• _Exercise instructions_:
a) Which facilities does Dr Arvind Kumar, in the excerpt below on India's coronavirus lockdown, say should stay closed through May?
b) Do these statements agree with the excerpt below on India's coronavirus lockdown? Answer yes or no for each, quoting the deciding words. (i) Dr Arvind Kumar said the lockdown kept India from a situation like that in the US or Europe. (ii) Ravi Shekhar Jha called the imposition of the lockdown "the real challenge." (iii) According to the Friday update from the Union health ministry, the COVID-19 death toll is 718.

Page excerpt Block Start

On the last day of the 21-day first phase lockdown, the death toll due to the coronavirus stood at 353 with the number of cases soaring to 10,815. The third week of the lockdown saw a jump of 6,026 cases and 229 deaths.
The next 10 days saw a spike of 365 deaths and 12,262 cases. As per the Union health ministry Friday update, the death toll due to COVID-19 is 718 and the number of cases 23,077. Though only a detailed study would be able to throw light on the success of the lockdown, medical experts feel it was necessary and India’s situation would have been even more precarious in its absence.
Dr Arvind Kumar, a noted lung surgeon at the Sir Ganga Ram Hospital, said the month-long lockdown has been “immensely beneficial” for India and prevented a “US or Europe-like” situation from materialising in the country.
“More importantly, it has given us a golden 30 days time to prepare our health services and other support services to face the onslaught (of the virus) even if it was to come in the ensuing days,” he told PTI.
Kumar also said that as a healthcare worker he would like to see a decision on extension of the lockdown around April 30 or May 1 after assessing the situation at the time. “Lifting of lockdown should be very gradual. Some facilities should remain closed through the month of May like schools, colleges, malls, cinema halls, religious places and markets. Certain sectors feeling the pinch should open but only in green zones, while red and orange zones should continue in lockdown,” he said.
Ravi Shekhar Jha, Senior Consultant and Head of the Department, Pulmonology, Fortis Escorts Faridabad, also hailed the government’s decision to impose the lockdown in containing the virus, saying it was “timely”. He, however, asserted that the lifting of lockdown will be “the real challenge”, and advocated its phased lifting after identification of hotspots and allowing only essential services there.
The exit from the lockdown has to be based on a very analytical approach, giving priority to scientific rather than economic considerations, he told PTI. Dr Rommel Tickoo, Associate Director, Internal Medicine, Max healthcare, said the lockdown has been quite beneficial for India when compared to the situation in the US and Europe.

Page excerpt Block End
Exercise data Block Start

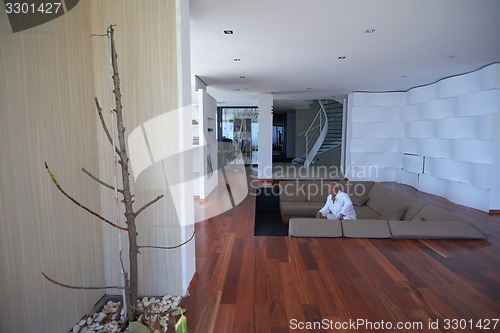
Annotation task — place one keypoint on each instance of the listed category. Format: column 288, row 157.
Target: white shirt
column 341, row 205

Exercise data Block End

• _Answers to the problems_:
a) Schools, colleges, malls, cinema halls, religious places and markets.

b)
(i) Yes: "prevented a “US or Europe-like” situation from materialising in the country"
(ii) No: "the lifting of lockdown will be “the real challenge”"
(iii) Yes: "the death toll due to COVID-19 is 718"